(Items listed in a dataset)

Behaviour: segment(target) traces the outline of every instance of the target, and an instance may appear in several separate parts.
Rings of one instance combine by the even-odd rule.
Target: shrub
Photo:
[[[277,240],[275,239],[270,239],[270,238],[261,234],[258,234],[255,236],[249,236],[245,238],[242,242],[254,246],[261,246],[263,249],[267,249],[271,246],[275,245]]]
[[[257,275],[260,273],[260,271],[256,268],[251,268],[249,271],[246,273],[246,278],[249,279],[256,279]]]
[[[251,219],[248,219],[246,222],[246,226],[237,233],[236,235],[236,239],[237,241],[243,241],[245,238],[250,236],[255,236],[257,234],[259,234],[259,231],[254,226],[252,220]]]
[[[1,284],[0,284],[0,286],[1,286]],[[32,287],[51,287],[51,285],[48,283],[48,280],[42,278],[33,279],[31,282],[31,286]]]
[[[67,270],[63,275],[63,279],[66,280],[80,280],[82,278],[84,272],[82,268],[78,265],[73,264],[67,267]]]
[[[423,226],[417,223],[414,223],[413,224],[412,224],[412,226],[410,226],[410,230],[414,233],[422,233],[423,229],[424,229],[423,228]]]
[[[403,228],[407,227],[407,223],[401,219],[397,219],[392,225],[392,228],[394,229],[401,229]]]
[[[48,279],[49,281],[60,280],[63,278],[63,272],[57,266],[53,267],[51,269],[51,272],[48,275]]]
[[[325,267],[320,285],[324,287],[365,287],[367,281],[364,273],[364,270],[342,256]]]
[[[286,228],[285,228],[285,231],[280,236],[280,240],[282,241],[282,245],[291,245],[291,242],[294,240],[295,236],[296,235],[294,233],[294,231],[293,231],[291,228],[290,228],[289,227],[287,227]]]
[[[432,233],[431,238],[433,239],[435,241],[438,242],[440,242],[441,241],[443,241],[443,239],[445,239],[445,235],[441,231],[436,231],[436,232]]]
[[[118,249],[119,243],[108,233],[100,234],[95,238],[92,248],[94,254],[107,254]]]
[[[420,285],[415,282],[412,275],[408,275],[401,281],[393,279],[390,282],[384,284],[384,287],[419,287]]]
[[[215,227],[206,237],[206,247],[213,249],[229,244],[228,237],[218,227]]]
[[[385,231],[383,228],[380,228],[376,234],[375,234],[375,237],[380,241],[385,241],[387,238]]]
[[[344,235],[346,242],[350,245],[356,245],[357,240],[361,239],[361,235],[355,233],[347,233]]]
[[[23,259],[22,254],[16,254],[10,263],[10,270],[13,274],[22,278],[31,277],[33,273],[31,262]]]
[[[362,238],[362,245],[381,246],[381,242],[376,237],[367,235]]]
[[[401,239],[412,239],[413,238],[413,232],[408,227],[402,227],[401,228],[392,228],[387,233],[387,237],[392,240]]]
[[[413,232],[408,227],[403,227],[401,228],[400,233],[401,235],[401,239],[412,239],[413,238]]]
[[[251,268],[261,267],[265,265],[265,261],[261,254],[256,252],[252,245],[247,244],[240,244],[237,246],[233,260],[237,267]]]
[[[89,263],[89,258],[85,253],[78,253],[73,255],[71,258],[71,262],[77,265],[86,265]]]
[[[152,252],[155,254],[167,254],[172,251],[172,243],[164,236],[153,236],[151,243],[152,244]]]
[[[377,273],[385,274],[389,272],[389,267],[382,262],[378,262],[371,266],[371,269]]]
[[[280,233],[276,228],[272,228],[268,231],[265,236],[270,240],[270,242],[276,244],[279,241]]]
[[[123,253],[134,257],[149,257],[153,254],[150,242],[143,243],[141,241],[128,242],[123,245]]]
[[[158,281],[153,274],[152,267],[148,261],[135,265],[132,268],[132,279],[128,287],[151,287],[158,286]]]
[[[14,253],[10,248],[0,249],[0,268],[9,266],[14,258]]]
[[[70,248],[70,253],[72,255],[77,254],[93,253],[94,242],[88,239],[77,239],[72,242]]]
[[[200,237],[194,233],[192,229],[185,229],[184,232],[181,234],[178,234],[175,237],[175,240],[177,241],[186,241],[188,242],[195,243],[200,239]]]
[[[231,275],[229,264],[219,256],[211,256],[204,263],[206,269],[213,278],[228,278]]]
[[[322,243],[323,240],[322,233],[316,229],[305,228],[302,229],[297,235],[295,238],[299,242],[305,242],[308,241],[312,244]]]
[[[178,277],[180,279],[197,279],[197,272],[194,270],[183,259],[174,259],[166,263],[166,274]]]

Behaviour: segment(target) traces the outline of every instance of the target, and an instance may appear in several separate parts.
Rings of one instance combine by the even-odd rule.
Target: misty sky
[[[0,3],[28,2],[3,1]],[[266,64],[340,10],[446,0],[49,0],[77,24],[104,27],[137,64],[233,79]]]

§ **What you need to do**: Reproduce every line of the records above verbatim, covering all of them.

§ **Written response**:
Behaviour: segment(target) traces the outline of every instance of the target, and an instance may appear in several separate parts.
Rings of one instance combine by the even-odd rule.
Target: shrub
Photo:
[[[277,240],[275,239],[270,239],[270,238],[261,234],[258,234],[255,236],[249,236],[245,238],[242,242],[254,246],[261,246],[263,249],[267,249],[271,246],[275,245]]]
[[[257,275],[260,273],[260,271],[256,268],[251,268],[249,271],[246,273],[246,278],[249,279],[256,279]]]
[[[251,219],[248,219],[246,222],[246,226],[237,233],[236,235],[236,239],[237,241],[243,241],[245,238],[250,236],[255,236],[257,234],[259,234],[259,231],[254,226],[252,220]]]
[[[1,284],[0,284],[0,286],[1,286]],[[32,287],[51,287],[51,285],[48,283],[48,280],[42,278],[33,279],[31,282],[31,286]]]
[[[67,270],[63,275],[63,279],[66,280],[80,280],[82,278],[84,272],[82,268],[78,265],[73,264],[67,267]]]
[[[423,226],[417,223],[414,223],[413,224],[412,224],[412,226],[410,226],[410,230],[414,233],[422,233],[423,229],[424,229],[423,228]]]
[[[403,228],[407,227],[407,223],[401,219],[397,219],[392,225],[392,228],[394,229],[401,229]]]
[[[48,279],[49,281],[60,280],[63,278],[63,272],[57,266],[53,267],[51,269],[51,272],[48,275]]]
[[[325,267],[320,285],[324,287],[365,287],[367,281],[364,273],[364,270],[342,256]]]
[[[286,228],[285,228],[285,231],[280,236],[280,240],[282,241],[282,245],[291,245],[291,242],[294,240],[295,236],[296,235],[294,233],[294,231],[293,231],[291,228],[290,228],[289,227],[287,227]]]
[[[432,233],[431,238],[433,239],[435,241],[438,242],[440,242],[441,241],[443,241],[443,239],[445,239],[445,235],[441,231],[436,231],[436,232]]]
[[[118,249],[119,243],[108,233],[100,234],[95,238],[92,248],[94,254],[107,254]]]
[[[420,285],[415,282],[412,275],[408,275],[401,281],[393,279],[390,282],[384,284],[384,287],[419,287]]]
[[[215,227],[206,237],[206,247],[213,249],[229,244],[228,237],[218,227]]]
[[[385,231],[383,228],[380,228],[376,234],[375,234],[375,237],[380,241],[385,241],[387,238]]]
[[[344,235],[346,242],[350,245],[356,245],[357,240],[361,239],[361,235],[355,233],[347,233]]]
[[[23,259],[22,254],[16,254],[10,263],[10,270],[13,274],[22,278],[31,277],[33,273],[31,262]]]
[[[362,238],[362,245],[381,246],[381,242],[376,237],[367,235]]]
[[[401,239],[412,239],[413,238],[413,232],[408,227],[402,227],[401,228],[392,228],[387,233],[387,237],[392,240]]]
[[[413,232],[408,227],[403,227],[401,228],[400,233],[401,235],[401,239],[412,239],[413,238]]]
[[[251,268],[261,267],[265,265],[265,261],[261,254],[256,252],[252,245],[247,244],[240,244],[237,246],[233,260],[237,267]]]
[[[89,263],[89,258],[85,253],[78,253],[73,255],[71,258],[71,262],[77,265],[86,265]]]
[[[152,252],[155,254],[167,254],[172,251],[172,243],[164,236],[153,236],[151,243],[152,244]]]
[[[377,273],[385,274],[389,272],[389,267],[382,262],[378,262],[371,266],[371,269]]]
[[[280,233],[276,228],[272,228],[268,231],[265,236],[270,240],[270,242],[276,244],[279,241]]]
[[[123,253],[134,257],[149,257],[153,254],[150,242],[143,243],[141,241],[128,242],[123,245]]]
[[[158,281],[153,274],[152,267],[148,261],[135,265],[132,268],[132,279],[128,287],[151,287],[158,286]]]
[[[14,253],[10,248],[0,249],[0,268],[9,266],[14,258]]]
[[[70,248],[70,253],[72,255],[77,254],[93,253],[94,242],[88,239],[77,239],[72,242]]]
[[[200,237],[194,233],[192,229],[185,229],[184,232],[181,234],[178,234],[175,237],[175,240],[177,241],[186,241],[188,242],[195,243],[200,239]]]
[[[231,275],[229,264],[219,256],[211,256],[204,263],[206,269],[213,278],[228,278]]]
[[[322,243],[323,240],[322,233],[316,229],[305,228],[302,229],[297,235],[295,238],[299,242],[305,242],[308,241],[312,244]]]
[[[178,277],[180,279],[197,279],[197,272],[194,270],[183,259],[174,259],[166,263],[166,274]]]

Behaviour: segment(target) traces the outline of every instance of the target, and an instance may appear in several separate parts.
Rings of one instance combine by the even-odd rule.
Target: misty sky
[[[0,3],[28,2],[3,1]],[[266,64],[340,10],[446,0],[49,0],[77,24],[104,27],[137,64],[233,79]]]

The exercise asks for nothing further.